--- Activity ---
Continue the passage about the CQC's way of prioritizing practices for inspection, starting after its last sentence.

--- Document passage ---
If we all accept the need for the CQC to exist, and obviously, we don’t, but just supposing we did, then I’d accept that they’d want some sort of way of deciding who they were going to prioritise in terms of their inspections. And I’d accept that whatever this instrument turned out to be, it’d be blunt, measuring only what can be measured etcetera, but hey ho.

Anyway, blunt it is. Because, gloriously, my practice appears to be on the naughty step.

Why? Because despite our repeated efforts, we just can’t bludgeon the local demographic into accepting the value of those oh-so-important smears and flu jabs. Oh, and because we declined to get involved in regular multidisciplinary palliative care meetings on the basis that we’d rather spend the time actually looking after these patients rather than talking about them, which we can do whenever we like, anyway, when necessary, rather than at some arbitrary point over a Hob Nob.

[Records from a data source]
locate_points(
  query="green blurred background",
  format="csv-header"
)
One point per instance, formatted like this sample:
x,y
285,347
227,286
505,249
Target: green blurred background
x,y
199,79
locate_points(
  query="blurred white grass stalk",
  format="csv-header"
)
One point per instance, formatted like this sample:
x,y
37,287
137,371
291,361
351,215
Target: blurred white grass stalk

--- Task output ---
And a further ‘oh’: our nurses didn’t score so well on a survey. Which is odd, given that those exact same nurses work for another practice in the same building and scored fine, which I think tells you more about the survey than the nurses.

All of which I could live with, particularly as the CQC is displaying an unexpected sense of irony in calling it ‘intelligent monitoring’.

But what really does sap the last vestige of morale is that this nonsense is made public, with the effects of crushing hardworking GPs further and sending their patients into a panic or other nearby ‘better’ GP lists. Shame on you, CQC.